━━ Material to process
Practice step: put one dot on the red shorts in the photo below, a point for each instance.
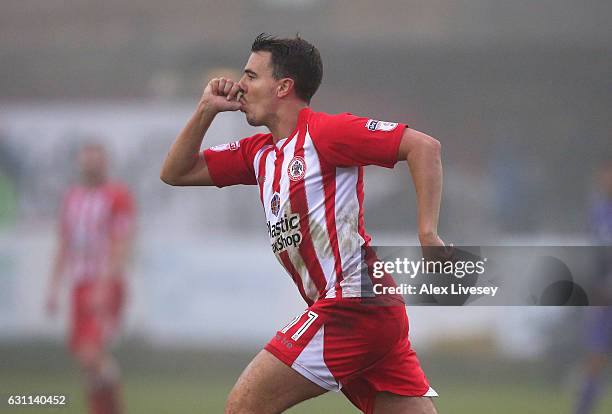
(93, 327)
(357, 345)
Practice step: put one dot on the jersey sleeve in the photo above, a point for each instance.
(123, 213)
(231, 163)
(346, 140)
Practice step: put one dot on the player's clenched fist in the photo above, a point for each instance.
(221, 94)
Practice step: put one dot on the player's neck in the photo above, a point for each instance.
(285, 120)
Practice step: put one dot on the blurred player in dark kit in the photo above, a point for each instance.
(96, 232)
(598, 334)
(309, 172)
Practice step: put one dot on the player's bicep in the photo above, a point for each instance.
(412, 140)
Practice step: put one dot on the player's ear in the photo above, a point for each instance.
(284, 87)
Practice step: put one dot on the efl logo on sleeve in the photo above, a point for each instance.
(224, 147)
(375, 125)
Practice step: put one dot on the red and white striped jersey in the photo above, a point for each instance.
(311, 189)
(90, 218)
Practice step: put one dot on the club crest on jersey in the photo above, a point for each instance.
(375, 125)
(229, 146)
(296, 169)
(275, 204)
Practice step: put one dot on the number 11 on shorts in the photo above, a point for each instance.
(312, 316)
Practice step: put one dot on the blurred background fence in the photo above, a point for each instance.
(517, 92)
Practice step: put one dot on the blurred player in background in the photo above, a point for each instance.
(309, 170)
(96, 232)
(598, 333)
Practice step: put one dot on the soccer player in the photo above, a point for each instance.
(599, 319)
(309, 170)
(95, 237)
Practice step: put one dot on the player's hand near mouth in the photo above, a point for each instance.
(221, 95)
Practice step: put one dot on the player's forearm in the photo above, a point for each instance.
(426, 169)
(184, 152)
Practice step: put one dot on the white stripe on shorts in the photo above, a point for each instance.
(310, 364)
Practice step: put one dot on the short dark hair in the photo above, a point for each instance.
(293, 58)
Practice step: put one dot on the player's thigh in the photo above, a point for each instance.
(269, 386)
(388, 403)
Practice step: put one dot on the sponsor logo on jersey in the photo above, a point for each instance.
(275, 204)
(375, 125)
(285, 232)
(296, 169)
(224, 147)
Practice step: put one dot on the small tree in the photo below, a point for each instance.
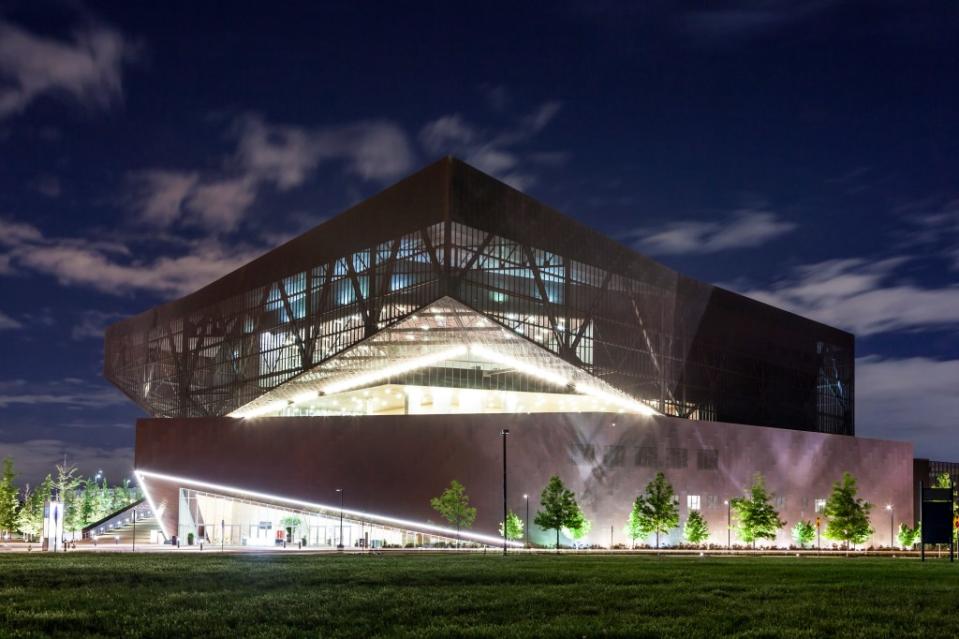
(454, 505)
(9, 498)
(30, 518)
(638, 526)
(514, 526)
(906, 536)
(848, 515)
(755, 516)
(696, 530)
(579, 528)
(944, 480)
(658, 506)
(804, 533)
(559, 508)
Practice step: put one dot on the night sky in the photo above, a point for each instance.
(803, 153)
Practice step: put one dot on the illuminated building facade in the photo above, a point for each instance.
(453, 299)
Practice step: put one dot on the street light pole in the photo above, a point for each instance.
(505, 512)
(340, 545)
(891, 538)
(526, 521)
(729, 528)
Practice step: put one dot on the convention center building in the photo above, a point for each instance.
(345, 378)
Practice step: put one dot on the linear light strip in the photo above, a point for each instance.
(446, 532)
(158, 514)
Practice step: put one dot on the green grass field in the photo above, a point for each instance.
(210, 595)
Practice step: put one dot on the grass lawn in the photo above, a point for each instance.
(210, 595)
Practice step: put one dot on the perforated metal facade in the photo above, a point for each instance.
(686, 348)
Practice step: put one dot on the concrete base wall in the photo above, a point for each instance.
(393, 465)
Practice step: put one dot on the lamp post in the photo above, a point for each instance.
(505, 512)
(892, 543)
(340, 545)
(729, 527)
(526, 521)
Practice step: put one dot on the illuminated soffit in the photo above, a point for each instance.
(448, 334)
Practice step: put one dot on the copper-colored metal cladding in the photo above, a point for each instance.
(393, 465)
(688, 348)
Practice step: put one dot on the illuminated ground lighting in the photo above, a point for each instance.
(400, 523)
(409, 365)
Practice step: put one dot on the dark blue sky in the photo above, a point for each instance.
(806, 154)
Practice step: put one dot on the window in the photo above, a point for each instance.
(707, 459)
(676, 457)
(646, 457)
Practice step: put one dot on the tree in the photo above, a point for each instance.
(658, 506)
(30, 519)
(755, 516)
(696, 530)
(514, 526)
(848, 515)
(906, 536)
(944, 480)
(559, 508)
(804, 533)
(638, 526)
(579, 528)
(454, 505)
(292, 523)
(66, 484)
(9, 498)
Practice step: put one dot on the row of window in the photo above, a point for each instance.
(649, 456)
(712, 502)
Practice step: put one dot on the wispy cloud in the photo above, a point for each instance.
(743, 18)
(911, 399)
(36, 457)
(87, 68)
(266, 155)
(8, 323)
(744, 228)
(497, 151)
(47, 185)
(93, 324)
(935, 225)
(71, 393)
(113, 268)
(863, 297)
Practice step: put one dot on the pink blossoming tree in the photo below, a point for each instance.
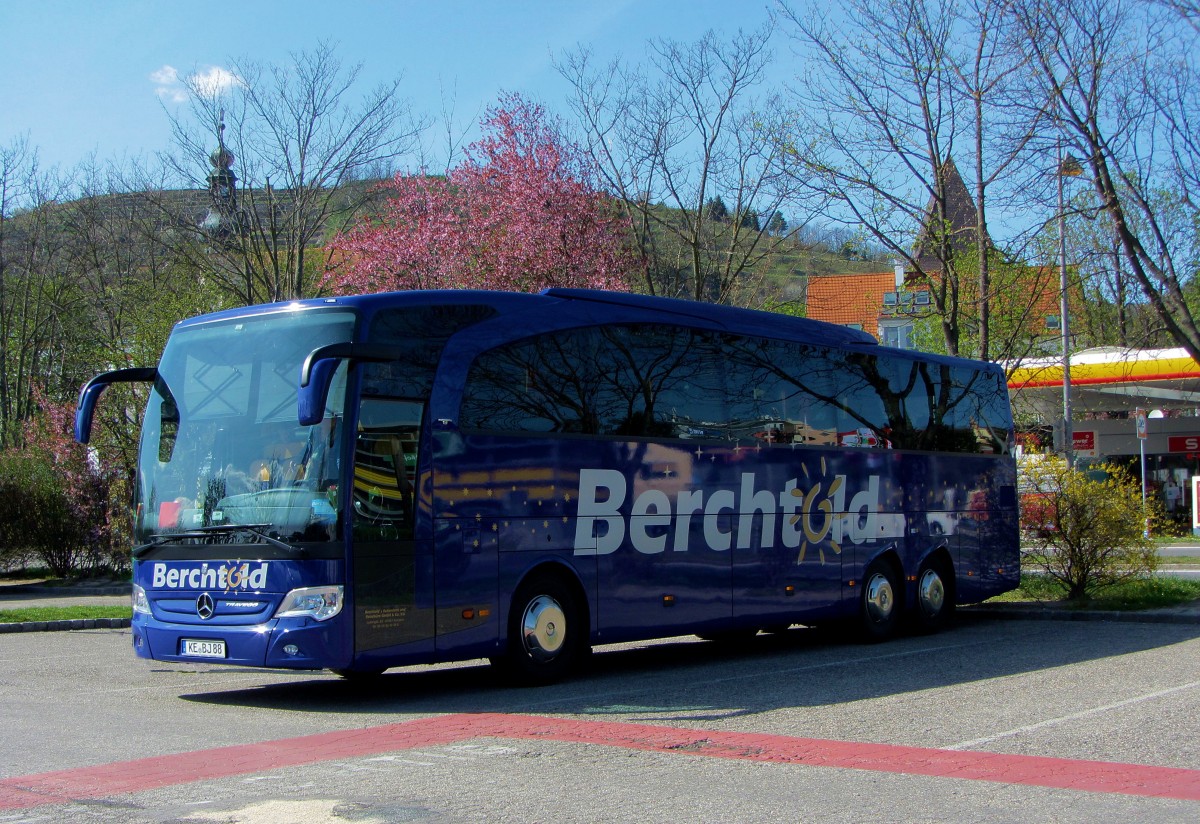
(520, 214)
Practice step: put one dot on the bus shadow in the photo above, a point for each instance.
(687, 679)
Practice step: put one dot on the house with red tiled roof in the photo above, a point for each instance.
(876, 302)
(887, 304)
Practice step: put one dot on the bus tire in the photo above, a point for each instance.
(879, 606)
(935, 595)
(546, 635)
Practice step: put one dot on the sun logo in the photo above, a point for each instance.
(816, 513)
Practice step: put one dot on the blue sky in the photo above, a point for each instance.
(83, 77)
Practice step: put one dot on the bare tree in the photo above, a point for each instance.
(893, 91)
(671, 137)
(1121, 82)
(295, 138)
(36, 292)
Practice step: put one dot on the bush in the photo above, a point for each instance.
(1087, 530)
(57, 505)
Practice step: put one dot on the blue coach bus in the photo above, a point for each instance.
(364, 482)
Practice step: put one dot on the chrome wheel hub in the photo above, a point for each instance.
(931, 593)
(544, 627)
(880, 597)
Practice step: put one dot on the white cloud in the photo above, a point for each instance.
(214, 80)
(168, 85)
(210, 82)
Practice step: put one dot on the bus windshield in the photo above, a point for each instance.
(221, 445)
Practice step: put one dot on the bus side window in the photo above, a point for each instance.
(385, 468)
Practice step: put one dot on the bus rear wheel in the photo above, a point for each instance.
(935, 596)
(546, 635)
(879, 607)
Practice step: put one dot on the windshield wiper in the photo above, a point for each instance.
(216, 529)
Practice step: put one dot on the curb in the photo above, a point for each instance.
(39, 589)
(63, 626)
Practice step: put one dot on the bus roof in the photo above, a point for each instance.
(603, 307)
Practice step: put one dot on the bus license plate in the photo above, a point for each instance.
(204, 649)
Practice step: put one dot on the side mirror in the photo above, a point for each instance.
(90, 394)
(317, 374)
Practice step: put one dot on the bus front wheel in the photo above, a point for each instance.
(546, 632)
(879, 605)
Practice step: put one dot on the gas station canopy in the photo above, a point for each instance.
(1108, 379)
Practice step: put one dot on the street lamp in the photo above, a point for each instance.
(1068, 167)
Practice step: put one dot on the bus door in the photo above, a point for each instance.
(393, 573)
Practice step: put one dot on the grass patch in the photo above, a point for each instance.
(1137, 594)
(1179, 560)
(61, 613)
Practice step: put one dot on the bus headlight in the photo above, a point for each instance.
(141, 602)
(316, 602)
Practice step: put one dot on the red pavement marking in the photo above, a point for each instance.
(145, 774)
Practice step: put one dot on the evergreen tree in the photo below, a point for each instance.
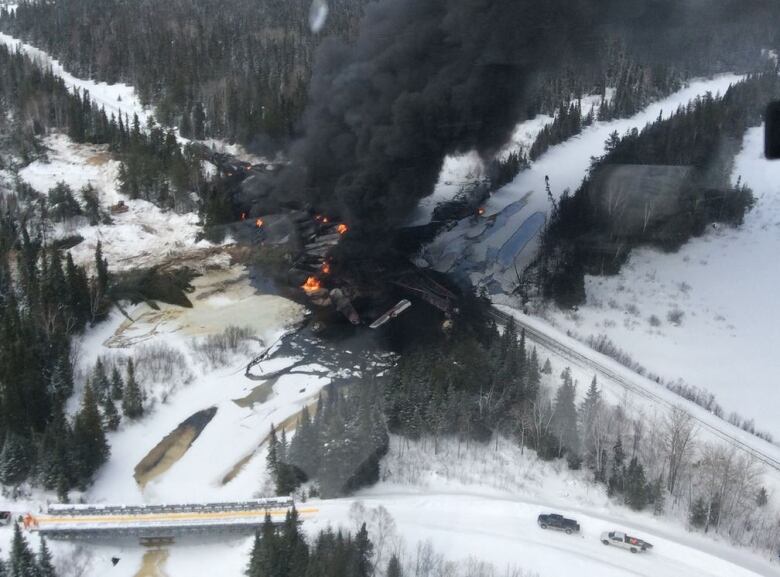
(132, 398)
(588, 415)
(111, 416)
(16, 459)
(90, 448)
(635, 486)
(394, 567)
(117, 385)
(100, 383)
(21, 561)
(657, 496)
(364, 551)
(45, 566)
(762, 498)
(565, 415)
(697, 515)
(615, 485)
(272, 459)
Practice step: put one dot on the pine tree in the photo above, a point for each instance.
(272, 459)
(616, 478)
(90, 448)
(110, 414)
(657, 494)
(565, 416)
(16, 459)
(21, 561)
(117, 385)
(635, 486)
(364, 552)
(697, 516)
(394, 567)
(45, 566)
(762, 498)
(263, 561)
(588, 415)
(132, 398)
(101, 270)
(100, 383)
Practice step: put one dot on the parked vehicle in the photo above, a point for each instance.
(625, 541)
(559, 522)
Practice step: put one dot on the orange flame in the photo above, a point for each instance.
(312, 284)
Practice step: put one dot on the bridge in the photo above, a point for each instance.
(158, 521)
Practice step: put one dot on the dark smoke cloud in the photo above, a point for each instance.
(425, 78)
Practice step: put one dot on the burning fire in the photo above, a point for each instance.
(312, 284)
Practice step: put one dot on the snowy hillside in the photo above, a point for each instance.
(708, 313)
(468, 503)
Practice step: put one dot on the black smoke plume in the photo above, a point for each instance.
(424, 79)
(428, 78)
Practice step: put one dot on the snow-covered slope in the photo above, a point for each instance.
(492, 253)
(725, 286)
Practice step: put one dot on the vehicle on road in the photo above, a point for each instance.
(625, 541)
(559, 522)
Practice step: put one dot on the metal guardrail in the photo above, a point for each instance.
(158, 520)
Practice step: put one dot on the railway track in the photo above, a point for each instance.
(642, 390)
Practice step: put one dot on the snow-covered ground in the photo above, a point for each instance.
(142, 236)
(119, 99)
(492, 254)
(460, 518)
(724, 284)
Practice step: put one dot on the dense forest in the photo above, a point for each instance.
(233, 70)
(239, 70)
(285, 552)
(23, 562)
(588, 232)
(45, 298)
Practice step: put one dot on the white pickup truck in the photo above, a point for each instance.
(625, 541)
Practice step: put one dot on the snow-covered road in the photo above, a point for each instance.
(612, 373)
(463, 525)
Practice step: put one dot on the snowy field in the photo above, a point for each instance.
(143, 236)
(442, 501)
(472, 248)
(724, 284)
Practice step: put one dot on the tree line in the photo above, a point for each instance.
(339, 446)
(239, 70)
(35, 101)
(230, 70)
(284, 551)
(23, 562)
(587, 233)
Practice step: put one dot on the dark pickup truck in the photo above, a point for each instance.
(559, 522)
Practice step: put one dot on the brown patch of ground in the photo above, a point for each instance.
(172, 448)
(99, 159)
(288, 425)
(152, 565)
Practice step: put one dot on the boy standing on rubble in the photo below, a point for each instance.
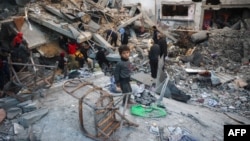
(112, 35)
(123, 72)
(153, 56)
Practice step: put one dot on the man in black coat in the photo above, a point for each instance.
(112, 34)
(163, 45)
(124, 36)
(153, 56)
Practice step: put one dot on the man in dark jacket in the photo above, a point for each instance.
(153, 56)
(111, 34)
(155, 33)
(101, 58)
(124, 36)
(163, 45)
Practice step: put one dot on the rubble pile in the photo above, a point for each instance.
(225, 52)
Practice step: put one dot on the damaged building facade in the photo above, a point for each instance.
(195, 15)
(207, 65)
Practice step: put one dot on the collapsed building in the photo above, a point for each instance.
(205, 39)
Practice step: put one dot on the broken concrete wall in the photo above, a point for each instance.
(155, 8)
(193, 18)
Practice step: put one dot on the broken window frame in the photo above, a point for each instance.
(190, 13)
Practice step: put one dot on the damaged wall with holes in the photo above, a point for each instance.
(195, 14)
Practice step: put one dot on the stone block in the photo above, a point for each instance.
(13, 112)
(28, 119)
(21, 105)
(30, 107)
(9, 102)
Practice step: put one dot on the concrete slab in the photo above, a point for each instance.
(62, 122)
(144, 78)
━━━━
● **To be done**: Give again the lines from the line holding "Practice step: put one dot on the collapsed" through the close of the listing, both included, exactly as written and with nothing else.

● **Expected output**:
Practice step: put one dot on the collapsed building in the photo above, a point for each instance.
(205, 39)
Practice step: put one dot on the broken concrete wall in the photo above, a point for each instance.
(155, 8)
(193, 18)
Practice step: put one dot on the broken window frame in the photo above, a point for each instance.
(190, 13)
Practice step: put one dot on the damaged wall with holes in the photo above, a point for each instance.
(195, 14)
Practice step: put one dot on the stone block in the photo above, a point for each instance.
(13, 112)
(28, 119)
(21, 105)
(30, 107)
(9, 102)
Practice step: put one dot on the concrete slab in the photo above, a point for each instance.
(62, 122)
(144, 78)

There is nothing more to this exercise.